## BEGIN

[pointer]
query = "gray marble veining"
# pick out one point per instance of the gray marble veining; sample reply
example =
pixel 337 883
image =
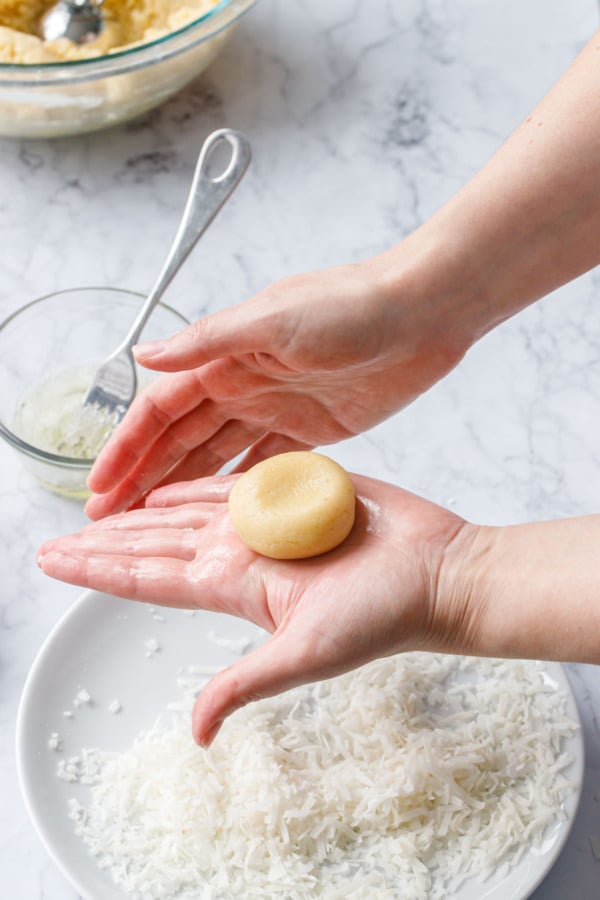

## END

Short problem >> Can you rewrite these lines, swapping "marble" for "granite" wherever it appears, keeping everything else unchanged and leaving out the picture?

Solution for this problem >>
[pointer]
query = "gray granite veining"
# pick out one point per instance of the gray granite veining; sample reply
example =
pixel 337 883
image =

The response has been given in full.